■ **Instrucciones de trabajo**
(1) En el texto sobre los mercenarios colombianos, ¿a qué agente del Mossad contrató el presidente Virgilio Barco?
(2) Retoma el texto sobre los mercenarios colombianos y continúalo a partir de su última oración.

■ **Texto de lectura**
No me gusta la palabra mercenario, porque no describe lo que yo soy. La prensa ha montado un melodrama por el asesinato del presidente de Haití, hecho en el que “mercenarios” colombianos tomaron parte. Si los mercenarios hubieran sido británicos, gringos, alemanes, canadienses o de cualquier otro país, a nadie en Colombia le hubiera importado. Hoy se rasgan las vestiduras porque descubrieron que Colombia, además de café, flores, petróleo, cocaína, también exporta mercenarios.
Colombia ya sabía que los mercenarios existían, sólo que antes los importábamos, desde cuando los bananeros de Urabá trajeron a Yahir Klein, por allá a finales de los ochenta, quien luego fue fichado por los ganaderos del Magdalena Medio, con conocimiento de los militares para entrenar bandas paramilitares. El presidente Virgilio Barco, recordemos, contrató los servicios del agente del Mossad, Rafi Eitan, para enfrentar la amenaza comunista en Colombia, lo cual derivó en el exterminio de la Unión Patriótica.
Pero tampoco se preguntan cómo es que en Colombia se llegó a producir un stock de excombatientes altamente competitivos en los mercados internacionales. Porque eso sí, déjeme decirle, somos los mejores combatientes del mundo y así somos valorados. Somos un subproducto de la guerra más larga del hemisferio occidental en la que se han acumulado experiencias como ninguna fuerza armada en el mundo. Son cerca de sesenta años combatiendo a las guerrillas, también las más grandes y experimentadas que se hayan dado en América. Ni los gringos tienen la experiencia y la capacidad que tienen los combatientes colombianos, por eso somos hoy tan apetecidos en los mercados internacionales. Los gringos son expertos en apoyar guerras y cuando se involucran solamente comprometen a inmigrantes y negros, amén de que evitan las guerras de larga duración, lo cuál explica la salida de Afganistán, una guerra que no pudieron ganar tras 19 años de presencia continuada.
Hoy vienen a buscarnos empresas contratistas para prestar servicios en países ricos que no tienen ejércitos, o que teniéndolos prefieren no arriesgar a sus gentes en actividades de defensa y seguridad. Así es como hemos ido a parar a Irak, Afganistán, Emiratos Árabes, Kuwait, Yemen, Arabia Saudita, Somalia y otros países africanos, para prestar servicios de seguridad a altos funcionarios, cuidar instalaciones gubernamentales, infraestructura estratégica (puertos, plantas de energía, refinerías, aeropuertos) y hasta para cuidarles el trasero a los generales de esos países, lo mismo que a proteger las casas, las esposas y los hijos de los Jeques. A veces les toca ejecutar misiones inconfesables.

■ **Datos proporcionados**
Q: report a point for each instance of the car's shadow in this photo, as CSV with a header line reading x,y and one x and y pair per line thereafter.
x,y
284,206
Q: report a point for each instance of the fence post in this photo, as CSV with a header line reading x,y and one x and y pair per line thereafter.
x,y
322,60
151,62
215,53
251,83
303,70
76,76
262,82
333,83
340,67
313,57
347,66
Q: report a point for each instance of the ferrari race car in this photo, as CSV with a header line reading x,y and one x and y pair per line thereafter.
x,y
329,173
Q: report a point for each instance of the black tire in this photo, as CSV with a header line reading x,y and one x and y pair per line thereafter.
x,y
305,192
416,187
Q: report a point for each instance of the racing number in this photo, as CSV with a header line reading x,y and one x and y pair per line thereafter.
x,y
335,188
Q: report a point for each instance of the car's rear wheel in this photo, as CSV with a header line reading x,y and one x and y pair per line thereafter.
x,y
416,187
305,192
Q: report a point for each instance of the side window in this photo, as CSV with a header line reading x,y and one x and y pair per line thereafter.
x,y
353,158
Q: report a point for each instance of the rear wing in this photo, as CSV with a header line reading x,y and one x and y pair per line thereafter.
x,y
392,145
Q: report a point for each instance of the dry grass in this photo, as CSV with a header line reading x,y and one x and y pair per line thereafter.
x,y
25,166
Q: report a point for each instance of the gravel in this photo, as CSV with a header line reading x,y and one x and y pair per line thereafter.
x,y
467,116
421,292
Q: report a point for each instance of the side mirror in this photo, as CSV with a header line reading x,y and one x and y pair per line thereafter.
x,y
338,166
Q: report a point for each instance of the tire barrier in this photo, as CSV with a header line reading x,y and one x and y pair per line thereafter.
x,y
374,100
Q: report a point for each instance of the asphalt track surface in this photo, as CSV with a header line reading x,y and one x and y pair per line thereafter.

■ **Clave de respuestas**
(1) A Rafi Eitan.

(2)
Yo estuve en Irak, contratado por la Blackwater, pero al comienzo fui contratado por un intermediario colombiano que le hacía el trabajo a un tal Mister Rood Owen, un gringo del Departamento de Estado de los Estados Unidos que vino al país bajo la mampara de ID Sistems, que después supe que era una compañía creada para la ocasión, ofreciendo pagos de hasta diez mil dólares al mes por ir a medio oriente. Imagínese. Eso es mucha plata. Yo acababa de terminar veinte años de servicio como soldado profesional, ya me había ganado la jubilación a los cuarenta años, pero me pensionaron con una chichigua de un millón doscientos mil pesos a pesar del esfuerzo, sacrificio y riesgo que corrí en cientos de combate en las selvas del país.
Con cuarenta años de edad no podía quedarme quieto, mucho menos cuando ya tenía familia: esposa y un hijo. El cálculo que hice fue el de trabajar dos o tres años y volver para comprar la casa y montar algún negocio. A mi esposa le preocupaba mucho que algo me pasara, porque imagínese que a uno lo maten, o peor aún, que quede herido e inválido, entonces toda la carga sería para ella. Por eso ella me presionaba para que yo buscara otro trabajo, pero era muy difícil porque yo no sabía hacer otra cosa. Pero a la larga a mí me gustaba, todavía me gusta lo militar.
Finalmente, los tales diez mil dólares se fueron quedando en dos mil quinientos, porque los verdes se fueron en comisiones, seguros, uniformes, papeleos. Sin embargo, era una plata considerable al cambio en pesos. También nos daban bonos y con eso compensábamos.
Los contratistas se encargaron de todo el papeleo. Yo no tuve que hacer nada, solamente ir a la embajada de Estados Unidos a sacar la visa. No tuve que pagar ni cinco centavos, todo estaba arreglado, eso fue “como por entre un tubo”, no me demoré ni cinco minutos en la ventanilla.
Luego me llevaron en un vuelo comercial junto con sesenta excompañeros de armas a la ciudad de Atlanta, y de ahí a una base militar en Carolina del Norte, a un centro de entrenamiento de la Blackwater. A algunos de mis compañeros los conocía, habían sido parceros míos en la carrera militar. Me alegró mucho saber que estaría con gente de confianza.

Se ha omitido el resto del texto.